### AIM
All entries below are to be set down again, identical to the source.
|---|
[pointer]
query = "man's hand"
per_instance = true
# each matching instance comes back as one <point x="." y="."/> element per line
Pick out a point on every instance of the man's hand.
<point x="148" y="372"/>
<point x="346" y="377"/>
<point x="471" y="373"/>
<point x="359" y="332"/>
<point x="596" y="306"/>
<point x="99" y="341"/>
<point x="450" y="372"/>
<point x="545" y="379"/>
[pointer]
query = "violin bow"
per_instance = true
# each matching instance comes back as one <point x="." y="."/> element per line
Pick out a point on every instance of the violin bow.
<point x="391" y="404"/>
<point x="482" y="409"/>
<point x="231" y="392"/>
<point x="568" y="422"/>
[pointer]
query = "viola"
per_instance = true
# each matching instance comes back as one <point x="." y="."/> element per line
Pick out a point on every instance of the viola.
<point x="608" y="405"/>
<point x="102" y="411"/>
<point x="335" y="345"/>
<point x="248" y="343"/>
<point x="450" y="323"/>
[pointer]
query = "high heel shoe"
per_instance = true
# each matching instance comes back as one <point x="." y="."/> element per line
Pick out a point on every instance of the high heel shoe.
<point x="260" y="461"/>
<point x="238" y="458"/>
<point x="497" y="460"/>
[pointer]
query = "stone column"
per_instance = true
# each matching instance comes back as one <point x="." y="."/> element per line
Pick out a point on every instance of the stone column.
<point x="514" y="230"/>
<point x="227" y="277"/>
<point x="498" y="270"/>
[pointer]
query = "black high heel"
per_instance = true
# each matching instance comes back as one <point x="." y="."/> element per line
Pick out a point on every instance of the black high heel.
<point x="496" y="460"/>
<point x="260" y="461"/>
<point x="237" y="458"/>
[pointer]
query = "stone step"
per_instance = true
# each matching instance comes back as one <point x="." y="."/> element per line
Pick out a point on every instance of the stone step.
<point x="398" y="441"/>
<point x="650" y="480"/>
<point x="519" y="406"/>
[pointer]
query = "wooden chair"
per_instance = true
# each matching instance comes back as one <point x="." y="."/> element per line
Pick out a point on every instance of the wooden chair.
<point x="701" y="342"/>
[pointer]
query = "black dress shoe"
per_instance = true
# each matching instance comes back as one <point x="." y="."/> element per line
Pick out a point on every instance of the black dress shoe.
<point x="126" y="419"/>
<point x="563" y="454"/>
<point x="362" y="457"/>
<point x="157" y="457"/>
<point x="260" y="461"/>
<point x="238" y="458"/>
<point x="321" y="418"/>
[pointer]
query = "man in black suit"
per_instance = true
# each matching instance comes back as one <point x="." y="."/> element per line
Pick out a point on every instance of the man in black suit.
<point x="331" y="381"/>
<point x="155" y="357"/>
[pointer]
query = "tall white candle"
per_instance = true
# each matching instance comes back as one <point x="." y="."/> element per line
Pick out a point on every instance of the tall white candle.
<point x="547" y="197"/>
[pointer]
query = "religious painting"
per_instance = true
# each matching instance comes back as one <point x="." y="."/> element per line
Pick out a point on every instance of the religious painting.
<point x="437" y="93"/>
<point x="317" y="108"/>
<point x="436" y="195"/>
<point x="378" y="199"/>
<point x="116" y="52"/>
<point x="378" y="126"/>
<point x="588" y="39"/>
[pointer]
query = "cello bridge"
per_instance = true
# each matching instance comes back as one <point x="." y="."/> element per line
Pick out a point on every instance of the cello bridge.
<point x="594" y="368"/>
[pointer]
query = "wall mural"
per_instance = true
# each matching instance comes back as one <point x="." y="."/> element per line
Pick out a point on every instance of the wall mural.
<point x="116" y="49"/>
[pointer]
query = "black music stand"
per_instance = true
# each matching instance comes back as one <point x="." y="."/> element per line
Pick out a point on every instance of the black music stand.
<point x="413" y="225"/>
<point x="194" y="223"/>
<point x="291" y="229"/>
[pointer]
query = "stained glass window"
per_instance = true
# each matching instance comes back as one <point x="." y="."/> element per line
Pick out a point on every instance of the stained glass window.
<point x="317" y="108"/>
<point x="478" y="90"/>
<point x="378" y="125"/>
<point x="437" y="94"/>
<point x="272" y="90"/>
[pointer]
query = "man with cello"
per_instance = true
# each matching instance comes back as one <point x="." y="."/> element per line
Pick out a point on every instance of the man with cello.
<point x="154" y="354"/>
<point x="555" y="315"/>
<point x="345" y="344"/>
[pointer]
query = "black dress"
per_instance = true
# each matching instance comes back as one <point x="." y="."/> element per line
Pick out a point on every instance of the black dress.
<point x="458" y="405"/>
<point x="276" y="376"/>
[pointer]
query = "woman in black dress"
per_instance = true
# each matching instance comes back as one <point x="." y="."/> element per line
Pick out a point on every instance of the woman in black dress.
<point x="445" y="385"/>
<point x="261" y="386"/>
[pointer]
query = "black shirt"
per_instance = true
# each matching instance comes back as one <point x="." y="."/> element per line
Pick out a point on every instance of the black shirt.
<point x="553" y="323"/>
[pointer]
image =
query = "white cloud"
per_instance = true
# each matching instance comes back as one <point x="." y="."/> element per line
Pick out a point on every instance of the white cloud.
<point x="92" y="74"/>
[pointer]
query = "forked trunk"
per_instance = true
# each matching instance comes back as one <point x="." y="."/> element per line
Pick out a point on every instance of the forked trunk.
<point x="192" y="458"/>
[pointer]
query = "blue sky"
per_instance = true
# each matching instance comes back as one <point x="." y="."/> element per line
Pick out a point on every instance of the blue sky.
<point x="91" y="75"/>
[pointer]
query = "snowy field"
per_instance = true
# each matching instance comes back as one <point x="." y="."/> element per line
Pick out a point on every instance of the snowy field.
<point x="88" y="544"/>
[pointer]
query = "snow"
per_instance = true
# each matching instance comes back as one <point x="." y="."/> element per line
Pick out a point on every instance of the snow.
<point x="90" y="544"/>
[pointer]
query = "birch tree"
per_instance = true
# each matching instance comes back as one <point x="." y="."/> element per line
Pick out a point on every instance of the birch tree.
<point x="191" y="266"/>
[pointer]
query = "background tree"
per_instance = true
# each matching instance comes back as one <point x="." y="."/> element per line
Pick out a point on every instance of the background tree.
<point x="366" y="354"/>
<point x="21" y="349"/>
|---|
### FULL RESPONSE
[pointer]
query = "man's hand"
per_instance = true
# each matching instance comes back as one <point x="." y="."/> element per line
Pick out a point on every instance of the man's hand.
<point x="148" y="372"/>
<point x="346" y="377"/>
<point x="471" y="373"/>
<point x="359" y="332"/>
<point x="596" y="306"/>
<point x="99" y="341"/>
<point x="450" y="372"/>
<point x="545" y="379"/>
[pointer]
query = "violin bow"
per_instance = true
# each matching instance comes back as one <point x="." y="."/> element per line
Pick out a point on every instance of the violin bow.
<point x="391" y="404"/>
<point x="482" y="409"/>
<point x="231" y="392"/>
<point x="568" y="422"/>
[pointer]
query = "viola"
per_instance = true
# each matching instance comes back as one <point x="." y="."/> element per line
Pick out a point on every instance of the viola.
<point x="608" y="405"/>
<point x="102" y="411"/>
<point x="335" y="345"/>
<point x="248" y="343"/>
<point x="450" y="323"/>
[pointer]
query = "high heel shoe"
per_instance = true
# each matching instance comes back as one <point x="." y="."/> element per line
Pick out a point on every instance of the high heel shoe.
<point x="260" y="461"/>
<point x="238" y="458"/>
<point x="497" y="460"/>
[pointer]
query = "stone column"
per_instance = true
# each matching instance comes back as one <point x="." y="."/> element per line
Pick out a point on every instance of the stone column.
<point x="514" y="230"/>
<point x="227" y="277"/>
<point x="498" y="270"/>
[pointer]
query = "black high heel"
per_instance = true
# each matching instance comes back as one <point x="." y="."/> element per line
Pick out a point on every instance of the black high heel.
<point x="496" y="460"/>
<point x="260" y="461"/>
<point x="237" y="458"/>
[pointer]
query = "stone step"
per_instance = true
# each matching instance comes back as one <point x="." y="."/> element per line
Pick out a point on every instance of the stone step.
<point x="398" y="441"/>
<point x="650" y="480"/>
<point x="519" y="406"/>
[pointer]
query = "wooden chair"
per_instance = true
# each matching instance comes back as one <point x="." y="."/> element per line
Pick out a point on every instance of the wooden chair.
<point x="701" y="342"/>
[pointer]
query = "black dress shoe"
per_instance = true
# each matching instance comes back as one <point x="." y="."/> element per line
Pick out a point on every instance of the black dress shoe.
<point x="126" y="419"/>
<point x="563" y="454"/>
<point x="362" y="457"/>
<point x="157" y="457"/>
<point x="260" y="461"/>
<point x="238" y="458"/>
<point x="321" y="418"/>
[pointer]
query = "man in black suit"
per_instance = true
# each matching instance comes back as one <point x="." y="."/> element per line
Pick out a point on every instance of the man in black suit.
<point x="331" y="381"/>
<point x="155" y="357"/>
[pointer]
query = "tall white candle"
per_instance = true
# each matching instance comes back as one <point x="." y="."/> element per line
Pick out a point on every instance of the tall white candle.
<point x="547" y="197"/>
[pointer]
query = "religious painting"
per_instance = true
# each matching instance comes back as one <point x="." y="."/> element per line
Pick out a point on every instance of the religious painting.
<point x="437" y="93"/>
<point x="317" y="108"/>
<point x="436" y="195"/>
<point x="378" y="199"/>
<point x="116" y="52"/>
<point x="378" y="126"/>
<point x="588" y="39"/>
[pointer]
query = "cello bridge"
per_instance = true
# each matching instance comes back as one <point x="." y="."/> element per line
Pick out a point on every instance of the cello bridge.
<point x="594" y="368"/>
[pointer]
query = "wall mural"
per_instance = true
# each matching instance comes back as one <point x="." y="."/> element per line
Pick out a point on every instance of the wall mural.
<point x="116" y="49"/>
[pointer]
query = "black music stand"
per_instance = true
# each matching instance comes back as one <point x="." y="."/> element per line
Pick out a point on every instance of the black music stand.
<point x="413" y="225"/>
<point x="194" y="223"/>
<point x="291" y="229"/>
[pointer]
query = "stained glass window"
per_instance = true
# each matching instance comes back as one <point x="." y="."/> element per line
Pick out a point on every instance of the stained glass window.
<point x="317" y="108"/>
<point x="478" y="90"/>
<point x="378" y="125"/>
<point x="437" y="94"/>
<point x="272" y="90"/>
[pointer]
query = "man with cello"
per_instance = true
# each matching instance comes back as one <point x="." y="."/> element per line
Pick out a point on every instance of the man with cello.
<point x="154" y="354"/>
<point x="555" y="315"/>
<point x="345" y="344"/>
[pointer]
query = "black dress"
per_instance = true
# each matching instance comes back as one <point x="." y="."/> element per line
Pick out a point on every instance of the black dress.
<point x="458" y="405"/>
<point x="276" y="376"/>
[pointer]
query = "woman in black dress"
per_instance = true
# each matching instance comes back as one <point x="." y="."/> element per line
Pick out a point on every instance of the woman in black dress.
<point x="445" y="385"/>
<point x="261" y="386"/>
[pointer]
query = "black shirt"
per_instance = true
# each matching instance comes back as one <point x="." y="."/> element per line
Pick out a point on every instance of the black shirt.
<point x="553" y="323"/>
[pointer]
image =
query = "white cloud"
per_instance = true
# each matching instance comes back as one <point x="." y="."/> element per line
Pick out a point on every instance of the white cloud.
<point x="92" y="74"/>
[pointer]
query = "forked trunk"
per_instance = true
# each matching instance comes back as one <point x="." y="."/> element per line
Pick out a point on every instance of the forked trunk.
<point x="192" y="458"/>
[pointer]
query = "blue sky"
per_instance = true
# each matching instance comes back as one <point x="." y="."/> element per line
Pick out a point on every instance of the blue sky.
<point x="91" y="75"/>
[pointer]
query = "snowy field"
per_instance = true
# each matching instance comes back as one <point x="." y="."/> element per line
Pick out a point on every instance of the snowy field.
<point x="88" y="544"/>
[pointer]
query = "snow"
per_instance = true
# each matching instance comes back as one <point x="." y="."/> element per line
Pick out a point on every instance of the snow.
<point x="90" y="544"/>
[pointer]
query = "birch tree"
per_instance = true
# each matching instance comes back as one <point x="." y="."/> element per line
Pick out a point on every instance of the birch tree.
<point x="191" y="266"/>
[pointer]
query = "background tree"
per_instance = true
# each matching instance comes back as one <point x="." y="."/> element per line
Pick out a point on every instance of the background tree.
<point x="366" y="354"/>
<point x="21" y="349"/>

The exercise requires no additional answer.